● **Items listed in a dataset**
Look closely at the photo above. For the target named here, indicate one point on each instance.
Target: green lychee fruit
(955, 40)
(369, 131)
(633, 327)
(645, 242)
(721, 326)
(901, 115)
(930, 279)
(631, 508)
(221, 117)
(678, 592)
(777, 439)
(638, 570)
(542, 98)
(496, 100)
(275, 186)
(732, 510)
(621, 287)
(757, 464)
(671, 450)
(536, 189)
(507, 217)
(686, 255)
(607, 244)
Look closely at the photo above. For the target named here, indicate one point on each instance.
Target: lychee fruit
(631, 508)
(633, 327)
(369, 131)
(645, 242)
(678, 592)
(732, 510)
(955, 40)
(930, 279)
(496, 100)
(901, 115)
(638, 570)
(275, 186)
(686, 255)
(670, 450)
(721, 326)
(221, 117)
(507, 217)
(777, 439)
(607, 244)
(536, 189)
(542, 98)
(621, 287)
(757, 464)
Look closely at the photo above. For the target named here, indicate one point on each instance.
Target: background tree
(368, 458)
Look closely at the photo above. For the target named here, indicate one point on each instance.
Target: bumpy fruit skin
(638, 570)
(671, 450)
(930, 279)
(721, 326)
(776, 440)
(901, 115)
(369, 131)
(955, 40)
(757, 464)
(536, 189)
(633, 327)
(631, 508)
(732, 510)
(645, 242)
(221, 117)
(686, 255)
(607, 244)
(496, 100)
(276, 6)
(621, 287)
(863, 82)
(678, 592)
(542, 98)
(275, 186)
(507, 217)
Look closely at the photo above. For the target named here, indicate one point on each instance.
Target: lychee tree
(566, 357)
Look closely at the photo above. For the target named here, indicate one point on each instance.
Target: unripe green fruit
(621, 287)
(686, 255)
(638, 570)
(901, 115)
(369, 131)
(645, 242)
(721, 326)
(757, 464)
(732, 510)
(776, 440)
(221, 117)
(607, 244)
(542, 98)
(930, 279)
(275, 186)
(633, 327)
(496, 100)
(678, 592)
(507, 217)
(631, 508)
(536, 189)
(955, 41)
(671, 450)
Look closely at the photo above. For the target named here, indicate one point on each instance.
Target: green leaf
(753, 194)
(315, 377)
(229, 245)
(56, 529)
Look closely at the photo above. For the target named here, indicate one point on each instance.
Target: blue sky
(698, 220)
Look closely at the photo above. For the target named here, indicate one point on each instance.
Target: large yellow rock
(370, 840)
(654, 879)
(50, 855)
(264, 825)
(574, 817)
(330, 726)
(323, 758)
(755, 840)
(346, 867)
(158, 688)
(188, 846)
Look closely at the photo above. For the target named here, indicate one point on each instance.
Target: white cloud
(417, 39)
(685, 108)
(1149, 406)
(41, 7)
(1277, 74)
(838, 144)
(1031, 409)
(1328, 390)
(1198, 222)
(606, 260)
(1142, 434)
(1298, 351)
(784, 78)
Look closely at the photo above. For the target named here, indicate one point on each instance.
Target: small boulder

● **Instructions to follow**
What is needed is an exact copy of all the data above.

● **Solution to this task**
Look closely at the photo above. For the target named here, indicate one point on each instance.
Target: green lychee fruit
(955, 40)
(369, 131)
(633, 327)
(645, 242)
(721, 326)
(901, 115)
(930, 279)
(631, 508)
(221, 117)
(678, 592)
(777, 439)
(638, 570)
(542, 98)
(496, 100)
(275, 186)
(732, 510)
(621, 287)
(757, 464)
(671, 450)
(536, 189)
(507, 217)
(686, 255)
(607, 244)
Look closely at the photo above. For the target named here, indicate one point on each instance.
Target: lychee fruit
(631, 508)
(633, 327)
(369, 131)
(645, 242)
(678, 592)
(732, 510)
(955, 40)
(930, 279)
(496, 100)
(901, 115)
(638, 570)
(275, 186)
(686, 255)
(670, 450)
(721, 326)
(221, 117)
(507, 217)
(777, 439)
(607, 244)
(536, 189)
(542, 98)
(621, 287)
(757, 464)
Look closely at the photo above. For the target named here, indicate one point on each instance.
Target: background tree
(368, 458)
Look closely at the photo above. For the target named here, indicate one point on each instance.
Target: bumpy fruit skin
(638, 570)
(671, 450)
(930, 279)
(721, 326)
(776, 440)
(901, 115)
(369, 131)
(955, 40)
(757, 464)
(536, 189)
(633, 327)
(631, 508)
(732, 510)
(645, 242)
(221, 117)
(686, 255)
(607, 244)
(496, 100)
(276, 6)
(621, 287)
(863, 82)
(678, 592)
(542, 98)
(275, 186)
(507, 217)
Look closely at the photo above. For the target named here, indicate one point on each instance.
Target: lychee tree
(566, 357)
Look closely at the photo above. For the target named here, indicate one point on each instance.
Target: unripe green fruit
(621, 287)
(686, 255)
(638, 570)
(901, 115)
(369, 131)
(645, 242)
(721, 326)
(757, 464)
(732, 510)
(776, 440)
(221, 117)
(607, 244)
(542, 98)
(930, 279)
(275, 186)
(633, 327)
(496, 100)
(678, 592)
(507, 217)
(631, 508)
(536, 189)
(955, 41)
(671, 450)
Look closely at the photo above. For the target named here, indicate one point on each instance.
Target: green leaf
(753, 194)
(315, 377)
(229, 245)
(56, 529)
Look closely at the photo above. For the target named here, indicate one point on each instance.
Target: blue sky
(698, 220)
Look closely at the photo above. For the target named here, indicate one point on each instance.
Target: large yellow rock
(370, 840)
(654, 879)
(50, 855)
(264, 825)
(574, 817)
(330, 726)
(323, 758)
(755, 840)
(346, 867)
(158, 688)
(188, 846)
Look closely at the photo above. For the target named here, indicate one point on each instance.
Target: white cloud
(417, 39)
(685, 108)
(1149, 406)
(41, 7)
(1277, 74)
(838, 144)
(1031, 409)
(1328, 390)
(1198, 222)
(606, 260)
(1142, 434)
(1298, 351)
(784, 78)
Look closely at the photo above. For the target named here, indicate one point on each instance.
Target: small boulder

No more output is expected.